• **Direction**: Reproduce every one of the lines below, character for character.

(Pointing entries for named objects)
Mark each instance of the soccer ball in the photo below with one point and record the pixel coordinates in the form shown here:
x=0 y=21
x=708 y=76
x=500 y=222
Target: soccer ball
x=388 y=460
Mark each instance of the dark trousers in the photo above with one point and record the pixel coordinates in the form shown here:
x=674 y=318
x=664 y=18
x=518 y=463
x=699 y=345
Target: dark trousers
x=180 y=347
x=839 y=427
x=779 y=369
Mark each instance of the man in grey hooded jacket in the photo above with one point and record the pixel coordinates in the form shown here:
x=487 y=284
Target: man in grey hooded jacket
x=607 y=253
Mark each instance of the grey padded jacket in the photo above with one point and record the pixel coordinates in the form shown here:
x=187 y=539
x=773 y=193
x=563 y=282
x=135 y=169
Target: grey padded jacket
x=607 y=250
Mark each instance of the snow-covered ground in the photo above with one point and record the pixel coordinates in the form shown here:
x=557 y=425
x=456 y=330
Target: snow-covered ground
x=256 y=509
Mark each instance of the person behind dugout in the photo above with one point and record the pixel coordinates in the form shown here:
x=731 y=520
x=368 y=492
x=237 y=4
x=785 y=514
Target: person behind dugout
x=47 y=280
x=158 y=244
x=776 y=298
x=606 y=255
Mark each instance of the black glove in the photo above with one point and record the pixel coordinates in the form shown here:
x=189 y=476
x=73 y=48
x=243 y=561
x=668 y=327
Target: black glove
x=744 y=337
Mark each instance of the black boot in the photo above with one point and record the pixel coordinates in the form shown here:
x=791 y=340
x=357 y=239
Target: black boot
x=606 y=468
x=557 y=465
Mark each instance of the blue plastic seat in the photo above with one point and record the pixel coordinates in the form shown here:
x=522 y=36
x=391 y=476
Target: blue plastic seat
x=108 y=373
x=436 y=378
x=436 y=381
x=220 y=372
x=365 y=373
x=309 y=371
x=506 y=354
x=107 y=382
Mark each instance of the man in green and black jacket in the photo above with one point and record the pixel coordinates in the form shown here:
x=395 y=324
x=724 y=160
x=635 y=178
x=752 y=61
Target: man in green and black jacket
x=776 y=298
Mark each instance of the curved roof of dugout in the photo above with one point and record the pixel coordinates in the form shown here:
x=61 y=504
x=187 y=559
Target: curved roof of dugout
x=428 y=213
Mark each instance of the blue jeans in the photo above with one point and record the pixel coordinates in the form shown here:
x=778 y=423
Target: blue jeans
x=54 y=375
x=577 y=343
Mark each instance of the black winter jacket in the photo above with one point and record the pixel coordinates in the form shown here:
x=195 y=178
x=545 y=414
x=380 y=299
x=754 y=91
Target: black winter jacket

• **Answer to this task**:
Mark each instance of the soccer ball in the photo below with one point and record the pixel coordinates in the form shown here:
x=0 y=21
x=708 y=76
x=500 y=222
Target: soccer ball
x=388 y=460
Mark each instance of the dark trousers in the photo above with one point and record the pixel coordinates in the form shown here:
x=674 y=318
x=664 y=18
x=518 y=463
x=699 y=345
Target: dark trousers
x=180 y=347
x=839 y=427
x=779 y=369
Mark each instance of the man in grey hooded jacket in the photo above with one point and record the pixel coordinates in the form shown here:
x=487 y=284
Target: man in grey hooded jacket
x=607 y=253
Mark each instance of the grey padded jacket in the photo above with one point and record the pixel coordinates in the form shown here:
x=187 y=539
x=773 y=193
x=563 y=282
x=135 y=169
Target: grey padded jacket
x=607 y=250
Mark each instance of the snow-covered ground in the photo above with one point and record the pixel coordinates in the form shown here:
x=557 y=425
x=456 y=330
Target: snow-covered ground
x=256 y=509
Mark each instance of the person behind dugout in the photo above with one point and record the pixel coordinates in the form shown here:
x=731 y=520
x=368 y=492
x=237 y=4
x=785 y=514
Target: person behind dugout
x=47 y=280
x=158 y=244
x=776 y=298
x=606 y=255
Mark each instance of the black glove in the photo above with one point and record the pixel coordinates in the form shown here:
x=189 y=476
x=73 y=48
x=243 y=561
x=668 y=327
Target: black glove
x=744 y=337
Mark each instance of the black boot in the photo above with one point and record the pixel coordinates in the form shown here:
x=791 y=340
x=357 y=239
Target: black boot
x=606 y=468
x=557 y=465
Mark each instance of the blue plastic seat in the photo above with one point and record the pixel coordinates in the form shown here:
x=522 y=36
x=391 y=476
Target: blue plastic seat
x=108 y=373
x=436 y=378
x=436 y=381
x=220 y=372
x=365 y=373
x=309 y=371
x=506 y=354
x=107 y=382
Mark each instance of the man in green and black jacket in the photo above with one point and record the pixel coordinates in the form shown here:
x=395 y=324
x=724 y=160
x=635 y=178
x=752 y=61
Target: man in green and black jacket
x=776 y=298
Mark each instance of the curved roof of dugout in the photo above with one point and record the pixel coordinates in the form shown here:
x=61 y=504
x=187 y=559
Target: curved roof of dugout
x=428 y=213
Mark each instance of the blue jeans in the photo above with one point and record the pixel coordinates in the form shown here:
x=778 y=423
Target: blue jeans
x=54 y=375
x=577 y=343
Mark each instance of the black winter jacket in the photo above with one point and record the pixel coordinates in the form shown here:
x=195 y=178
x=545 y=414
x=380 y=299
x=754 y=91
Target: black winter jacket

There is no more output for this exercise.